■ **EXERCISE**
Extend the Ceph high-availability mailing list thread below, picking up right after its last sentence.

Re: [ceph-users] HA Filesystem mode (MON, OSD, MDS) with Ceph and HAof MDS daemon.

Daniel Carrasco Thu, 15 Jun 2017 07:45:55 -0700

I forgot to say that after upgrade the machine RAM to 4Gb, the OSD daemons
has started to use only a 5% (about 200MB). Is like magic, and now I've
about 3.2Gb of free RAM.


Greetings!!

2017-06-15 15:08 GMT+02:00 Daniel Carrasco <d.carra...@i2tic.com>:

> Finally, the problem was W3Total Cache, that seems to be unable to manage
> HA and when the master redis host is down, it stop working without try the
> slave.
>
> I've added some options to make it faster to detect a down OSD and the
> page is online again in about 40s.
>
> [global]
> fsid = Hidden
> mon_initial_members = alantra_fs-01, alantra_fs-02, alantra_fs-03
> mon_host = 10.20.1.109,10.20.1.97,10.20.1.216
> auth_cluster_required = cephx
> auth_service_required = cephx
> auth_client_required = cephx
> osd mon heartbeat interval = 5
> osd mon report interval max = 10
> mon osd report timeout = 15
> osd fast fail on connection refused = True
>
> public network = 10.20.1.0/24
> osd pool default size = 2
>
>
> Greetings and thanks for all your help.
>
> 2017-06-14 23:09 GMT+02:00 David Turner <drakonst...@gmail.com>:
>
>> I've used the kernel client and the ceph-fuse driver for mapping the
>> cephfs volume.  I didn't notice any network hiccups while failing over, but
>> I was reading large files during my tests (and live) and some caching may
>> have hidden hidden network hiccups for my use case.

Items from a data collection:

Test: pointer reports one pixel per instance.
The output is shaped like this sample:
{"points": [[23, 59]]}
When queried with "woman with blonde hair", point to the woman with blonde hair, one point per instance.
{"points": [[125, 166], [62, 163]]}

■ **RIGHT ANSWER**
>>
>> Going back to the memory potentially being a problem.  Ceph has a
>> tendency to start using 2-3x more memory while it's in a degraded state as
>> opposed to when everything is health_ok.  Always plan for over-provisioning
>> your memory to account for a minimum of 2x.  I've seen clusters stuck in an
>> OOM killer death spiral because it kept killing OSDs for running out of
>> memory, that caused more peering and backfilling, ... which caused more
>> OSDs to be killed by OOM killer.
>>
>> On Wed, Jun 14, 2017 at 5:01 PM Daniel Carrasco <d.carra...@i2tic.com>
>> wrote:
>>
>>> Is strange because on my test cluster (three nodes) with two nodes with
>>> OSD, and all with MON and MDS, I've configured the size to 2 and min_size
>>> to 1, I've restarted all nodes one by one and the client loose the
>>> connection for about 5 seconds until connect to other MDS.
>>>
>>> Are you using ceph client or kernel client?
>>> I forgot to say that I'm using Debian 8.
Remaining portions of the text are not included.